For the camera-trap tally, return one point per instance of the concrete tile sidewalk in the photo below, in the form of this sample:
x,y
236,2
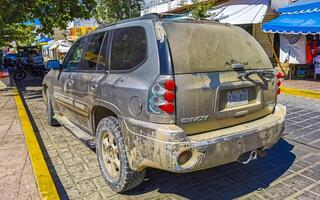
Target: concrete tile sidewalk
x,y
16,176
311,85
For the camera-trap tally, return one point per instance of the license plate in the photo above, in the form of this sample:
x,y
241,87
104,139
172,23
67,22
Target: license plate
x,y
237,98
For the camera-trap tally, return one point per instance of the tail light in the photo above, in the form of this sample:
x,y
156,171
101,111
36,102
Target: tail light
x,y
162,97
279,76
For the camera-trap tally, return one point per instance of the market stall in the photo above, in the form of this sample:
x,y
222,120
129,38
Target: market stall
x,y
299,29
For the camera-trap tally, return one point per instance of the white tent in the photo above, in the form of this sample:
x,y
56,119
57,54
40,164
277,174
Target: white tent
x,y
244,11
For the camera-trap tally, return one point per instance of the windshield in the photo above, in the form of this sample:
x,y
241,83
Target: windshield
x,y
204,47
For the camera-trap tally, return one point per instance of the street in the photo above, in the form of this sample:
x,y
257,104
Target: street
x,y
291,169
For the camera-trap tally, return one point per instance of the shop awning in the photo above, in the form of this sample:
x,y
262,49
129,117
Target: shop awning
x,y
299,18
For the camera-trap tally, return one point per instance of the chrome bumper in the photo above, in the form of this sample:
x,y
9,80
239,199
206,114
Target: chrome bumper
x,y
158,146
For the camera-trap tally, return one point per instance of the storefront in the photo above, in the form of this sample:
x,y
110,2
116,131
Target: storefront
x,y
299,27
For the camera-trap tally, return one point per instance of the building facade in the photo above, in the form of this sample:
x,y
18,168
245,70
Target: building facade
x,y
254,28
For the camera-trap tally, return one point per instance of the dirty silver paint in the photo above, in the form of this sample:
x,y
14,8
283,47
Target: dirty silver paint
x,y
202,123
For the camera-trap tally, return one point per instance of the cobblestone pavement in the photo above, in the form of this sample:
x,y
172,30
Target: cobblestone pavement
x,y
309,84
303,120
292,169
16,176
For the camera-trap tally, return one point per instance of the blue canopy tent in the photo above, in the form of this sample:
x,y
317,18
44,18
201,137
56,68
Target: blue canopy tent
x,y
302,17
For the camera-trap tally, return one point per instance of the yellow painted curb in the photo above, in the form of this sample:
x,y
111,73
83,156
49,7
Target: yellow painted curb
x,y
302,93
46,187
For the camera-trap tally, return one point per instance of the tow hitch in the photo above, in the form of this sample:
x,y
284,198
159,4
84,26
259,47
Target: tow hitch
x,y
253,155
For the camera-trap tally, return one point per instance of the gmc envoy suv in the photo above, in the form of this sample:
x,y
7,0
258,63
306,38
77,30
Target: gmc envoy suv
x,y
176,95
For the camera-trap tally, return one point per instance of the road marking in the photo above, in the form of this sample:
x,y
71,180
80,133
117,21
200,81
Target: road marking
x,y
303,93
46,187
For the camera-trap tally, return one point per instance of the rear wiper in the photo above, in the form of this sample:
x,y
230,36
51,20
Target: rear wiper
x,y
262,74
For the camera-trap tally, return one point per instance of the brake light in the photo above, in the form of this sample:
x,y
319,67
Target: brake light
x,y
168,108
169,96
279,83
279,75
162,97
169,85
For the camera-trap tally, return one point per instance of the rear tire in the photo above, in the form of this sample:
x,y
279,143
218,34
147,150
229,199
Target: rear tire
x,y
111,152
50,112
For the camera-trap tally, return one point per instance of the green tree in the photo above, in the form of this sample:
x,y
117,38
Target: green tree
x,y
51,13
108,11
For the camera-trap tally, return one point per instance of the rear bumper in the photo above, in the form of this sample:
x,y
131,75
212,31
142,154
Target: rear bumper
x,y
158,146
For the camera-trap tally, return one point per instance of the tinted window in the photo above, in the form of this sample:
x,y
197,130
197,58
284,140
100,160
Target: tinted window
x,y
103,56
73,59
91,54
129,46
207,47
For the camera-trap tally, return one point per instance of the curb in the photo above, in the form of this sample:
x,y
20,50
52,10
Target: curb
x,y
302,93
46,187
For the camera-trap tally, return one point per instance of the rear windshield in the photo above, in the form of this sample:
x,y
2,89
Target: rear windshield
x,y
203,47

------------------------------------------------------------------------

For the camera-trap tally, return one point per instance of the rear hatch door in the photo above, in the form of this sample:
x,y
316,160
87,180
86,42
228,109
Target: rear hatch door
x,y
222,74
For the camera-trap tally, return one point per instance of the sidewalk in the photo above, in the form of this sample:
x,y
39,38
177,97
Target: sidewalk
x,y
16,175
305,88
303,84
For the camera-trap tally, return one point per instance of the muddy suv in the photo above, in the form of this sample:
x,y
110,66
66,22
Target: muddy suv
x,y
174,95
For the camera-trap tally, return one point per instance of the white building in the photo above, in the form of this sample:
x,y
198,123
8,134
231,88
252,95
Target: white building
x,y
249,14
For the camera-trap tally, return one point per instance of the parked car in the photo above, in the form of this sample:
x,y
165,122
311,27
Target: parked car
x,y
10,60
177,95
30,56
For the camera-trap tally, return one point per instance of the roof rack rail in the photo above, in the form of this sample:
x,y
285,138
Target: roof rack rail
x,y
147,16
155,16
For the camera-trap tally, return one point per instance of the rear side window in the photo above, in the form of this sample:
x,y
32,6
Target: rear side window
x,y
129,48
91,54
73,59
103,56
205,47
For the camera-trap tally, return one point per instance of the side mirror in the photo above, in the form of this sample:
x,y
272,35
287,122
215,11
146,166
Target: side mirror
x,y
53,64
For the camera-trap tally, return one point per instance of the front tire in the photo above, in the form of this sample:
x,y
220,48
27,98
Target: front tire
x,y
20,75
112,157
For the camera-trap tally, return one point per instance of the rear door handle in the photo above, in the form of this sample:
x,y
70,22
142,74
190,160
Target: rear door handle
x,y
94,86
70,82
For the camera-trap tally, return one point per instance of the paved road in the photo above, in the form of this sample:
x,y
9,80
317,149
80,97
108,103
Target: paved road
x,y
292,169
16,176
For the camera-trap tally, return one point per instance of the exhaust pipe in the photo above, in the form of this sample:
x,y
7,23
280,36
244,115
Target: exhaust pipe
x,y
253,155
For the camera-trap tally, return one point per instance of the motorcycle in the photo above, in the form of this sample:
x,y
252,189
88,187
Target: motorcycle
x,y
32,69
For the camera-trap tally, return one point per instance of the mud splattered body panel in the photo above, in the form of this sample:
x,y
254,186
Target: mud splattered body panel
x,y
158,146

------------------------------------------------------------------------

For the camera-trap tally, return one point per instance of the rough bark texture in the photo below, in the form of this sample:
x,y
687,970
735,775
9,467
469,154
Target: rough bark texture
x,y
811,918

------------------------------------------------------------------------

Return each line above that contains the word "white". The match is case-sensitive.

__Expected answer__.
For the camera-trap tally, return one point per instance of the white tent in the photo above, in the form of this sample:
Target: white tent
For the camera-trap tally, return one point per instance of the white building in the photo above, in the form of this sample:
Target: white building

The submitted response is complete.